◆ **Goal**: Retype, without changes, everything from the line containing "as [418, 341]." down to the last line of the material, including both of those lines.
------------------------------------
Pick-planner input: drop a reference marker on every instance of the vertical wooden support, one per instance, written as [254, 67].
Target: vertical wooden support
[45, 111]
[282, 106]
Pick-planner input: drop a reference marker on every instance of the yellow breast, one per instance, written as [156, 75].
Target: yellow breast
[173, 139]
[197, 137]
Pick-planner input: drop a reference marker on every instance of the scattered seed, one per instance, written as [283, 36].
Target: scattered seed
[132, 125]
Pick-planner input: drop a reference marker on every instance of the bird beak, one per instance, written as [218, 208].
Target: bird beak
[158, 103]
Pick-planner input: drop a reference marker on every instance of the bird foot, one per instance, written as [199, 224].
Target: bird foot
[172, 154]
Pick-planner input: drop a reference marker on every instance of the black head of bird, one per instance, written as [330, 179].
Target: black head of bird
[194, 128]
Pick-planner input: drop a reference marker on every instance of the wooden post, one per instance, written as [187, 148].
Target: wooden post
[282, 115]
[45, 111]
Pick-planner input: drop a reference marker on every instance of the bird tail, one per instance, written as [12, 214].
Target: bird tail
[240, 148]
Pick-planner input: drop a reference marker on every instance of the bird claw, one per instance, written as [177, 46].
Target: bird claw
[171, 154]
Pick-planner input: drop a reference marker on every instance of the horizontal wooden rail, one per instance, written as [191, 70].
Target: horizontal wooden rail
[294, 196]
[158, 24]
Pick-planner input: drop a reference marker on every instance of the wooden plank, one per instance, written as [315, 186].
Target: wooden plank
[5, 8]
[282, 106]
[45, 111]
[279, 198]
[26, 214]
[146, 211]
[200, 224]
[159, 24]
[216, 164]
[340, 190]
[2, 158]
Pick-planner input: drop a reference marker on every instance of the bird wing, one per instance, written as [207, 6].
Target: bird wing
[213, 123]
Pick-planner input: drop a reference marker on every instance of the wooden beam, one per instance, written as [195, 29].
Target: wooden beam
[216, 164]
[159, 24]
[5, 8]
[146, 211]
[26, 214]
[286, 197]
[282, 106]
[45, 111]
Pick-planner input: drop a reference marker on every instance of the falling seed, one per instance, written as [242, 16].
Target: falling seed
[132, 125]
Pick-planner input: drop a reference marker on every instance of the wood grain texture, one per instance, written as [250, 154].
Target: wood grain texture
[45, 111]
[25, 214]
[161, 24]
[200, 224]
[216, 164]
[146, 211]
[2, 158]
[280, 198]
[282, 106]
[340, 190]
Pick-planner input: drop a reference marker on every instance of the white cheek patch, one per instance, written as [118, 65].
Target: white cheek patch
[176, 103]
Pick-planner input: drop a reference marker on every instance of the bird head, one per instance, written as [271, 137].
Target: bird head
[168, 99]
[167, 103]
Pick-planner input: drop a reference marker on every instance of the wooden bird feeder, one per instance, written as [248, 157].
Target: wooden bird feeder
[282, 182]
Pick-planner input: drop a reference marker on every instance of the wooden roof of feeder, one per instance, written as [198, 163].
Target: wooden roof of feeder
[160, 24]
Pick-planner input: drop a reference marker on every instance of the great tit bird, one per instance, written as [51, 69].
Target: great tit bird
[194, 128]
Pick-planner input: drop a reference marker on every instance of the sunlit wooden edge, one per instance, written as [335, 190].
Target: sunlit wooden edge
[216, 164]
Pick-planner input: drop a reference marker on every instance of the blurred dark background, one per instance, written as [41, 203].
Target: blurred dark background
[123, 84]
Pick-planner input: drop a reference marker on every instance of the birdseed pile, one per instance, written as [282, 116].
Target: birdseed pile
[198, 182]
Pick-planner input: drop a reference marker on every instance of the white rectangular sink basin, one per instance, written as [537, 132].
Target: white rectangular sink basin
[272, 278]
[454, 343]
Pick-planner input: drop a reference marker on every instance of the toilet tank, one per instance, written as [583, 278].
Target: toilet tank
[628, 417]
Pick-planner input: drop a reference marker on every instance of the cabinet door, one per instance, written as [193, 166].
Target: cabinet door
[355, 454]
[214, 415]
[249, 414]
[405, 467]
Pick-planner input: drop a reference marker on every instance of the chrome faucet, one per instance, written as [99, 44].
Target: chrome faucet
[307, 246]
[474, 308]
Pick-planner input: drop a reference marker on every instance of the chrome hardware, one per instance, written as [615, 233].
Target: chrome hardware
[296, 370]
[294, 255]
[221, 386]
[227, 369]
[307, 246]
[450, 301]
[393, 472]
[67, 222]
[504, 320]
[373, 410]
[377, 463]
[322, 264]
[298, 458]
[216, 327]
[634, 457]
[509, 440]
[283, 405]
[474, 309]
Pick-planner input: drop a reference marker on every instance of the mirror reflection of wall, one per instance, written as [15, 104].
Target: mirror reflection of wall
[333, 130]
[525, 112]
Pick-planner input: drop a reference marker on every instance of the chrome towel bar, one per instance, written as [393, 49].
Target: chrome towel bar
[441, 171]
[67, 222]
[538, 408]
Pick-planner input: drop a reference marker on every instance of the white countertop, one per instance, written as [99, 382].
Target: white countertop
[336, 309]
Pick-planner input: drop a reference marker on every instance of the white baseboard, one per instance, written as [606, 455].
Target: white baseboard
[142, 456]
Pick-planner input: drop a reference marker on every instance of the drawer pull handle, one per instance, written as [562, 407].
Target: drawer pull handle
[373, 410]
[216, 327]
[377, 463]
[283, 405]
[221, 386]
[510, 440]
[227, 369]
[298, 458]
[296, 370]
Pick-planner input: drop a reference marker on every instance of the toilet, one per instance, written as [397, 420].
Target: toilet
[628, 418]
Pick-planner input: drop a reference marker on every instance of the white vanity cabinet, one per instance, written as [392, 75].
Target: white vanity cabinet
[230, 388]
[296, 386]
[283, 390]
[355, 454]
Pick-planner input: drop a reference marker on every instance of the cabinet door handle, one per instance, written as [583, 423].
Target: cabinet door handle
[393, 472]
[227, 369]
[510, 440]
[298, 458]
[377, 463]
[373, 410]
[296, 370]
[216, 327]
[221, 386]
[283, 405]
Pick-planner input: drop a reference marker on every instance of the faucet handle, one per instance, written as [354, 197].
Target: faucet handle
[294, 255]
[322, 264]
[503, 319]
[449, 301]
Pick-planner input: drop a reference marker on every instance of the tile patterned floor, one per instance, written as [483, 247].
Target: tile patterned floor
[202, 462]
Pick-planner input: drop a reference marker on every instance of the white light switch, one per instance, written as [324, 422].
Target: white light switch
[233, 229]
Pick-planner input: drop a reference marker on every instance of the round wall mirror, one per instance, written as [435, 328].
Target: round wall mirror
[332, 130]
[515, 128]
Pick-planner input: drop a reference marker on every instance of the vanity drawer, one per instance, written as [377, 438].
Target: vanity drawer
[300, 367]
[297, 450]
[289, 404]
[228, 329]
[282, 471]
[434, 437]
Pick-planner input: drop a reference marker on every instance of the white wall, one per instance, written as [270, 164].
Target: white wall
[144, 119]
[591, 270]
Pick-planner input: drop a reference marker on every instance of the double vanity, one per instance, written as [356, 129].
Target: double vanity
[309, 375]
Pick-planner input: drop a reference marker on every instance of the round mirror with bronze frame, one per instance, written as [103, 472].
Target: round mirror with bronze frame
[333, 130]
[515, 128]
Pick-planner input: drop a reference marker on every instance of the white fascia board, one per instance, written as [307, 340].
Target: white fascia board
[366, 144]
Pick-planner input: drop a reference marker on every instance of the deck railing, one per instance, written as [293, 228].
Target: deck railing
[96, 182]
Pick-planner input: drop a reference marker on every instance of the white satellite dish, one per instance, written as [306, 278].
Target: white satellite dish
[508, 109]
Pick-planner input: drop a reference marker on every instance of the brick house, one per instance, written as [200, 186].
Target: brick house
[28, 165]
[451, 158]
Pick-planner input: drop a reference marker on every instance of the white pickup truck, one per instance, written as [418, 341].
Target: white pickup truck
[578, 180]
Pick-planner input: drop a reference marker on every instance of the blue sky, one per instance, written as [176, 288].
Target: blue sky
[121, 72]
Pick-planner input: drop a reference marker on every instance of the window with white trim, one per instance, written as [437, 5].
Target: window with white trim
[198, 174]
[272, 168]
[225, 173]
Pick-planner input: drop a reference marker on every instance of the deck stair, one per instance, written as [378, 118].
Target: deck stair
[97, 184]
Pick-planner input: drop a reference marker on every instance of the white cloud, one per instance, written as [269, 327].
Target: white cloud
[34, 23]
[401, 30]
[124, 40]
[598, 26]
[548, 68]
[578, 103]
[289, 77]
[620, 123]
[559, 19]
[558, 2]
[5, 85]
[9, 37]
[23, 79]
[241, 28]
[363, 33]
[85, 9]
------------------------------------
◆ **Exercise answer**:
Pick-planner input: drop a reference marker on every instance of the white pickup truck, one per instance, written as [418, 341].
Target: white pickup truck
[578, 180]
Pick-planner input: drop a reference marker on every instance of the blue sky, one per instance, written as [176, 288].
Target: blue sky
[121, 72]
Pick-planner input: drop a reference marker on every instance of the window with white trim, one per instance, written as [437, 5].
Target: window with white trim
[198, 174]
[272, 168]
[225, 173]
Pick-planner input: drop a reference marker on every instance of the deck stair, one per instance, written as [378, 118].
Target: deck stair
[97, 184]
Pick-planner input: drop a reference marker on every instance of the white cloud, one per instance, written as [269, 327].
Target: white cloud
[34, 23]
[401, 30]
[124, 40]
[598, 26]
[548, 68]
[578, 103]
[289, 77]
[620, 123]
[559, 19]
[558, 2]
[5, 85]
[9, 37]
[23, 79]
[241, 28]
[363, 33]
[85, 9]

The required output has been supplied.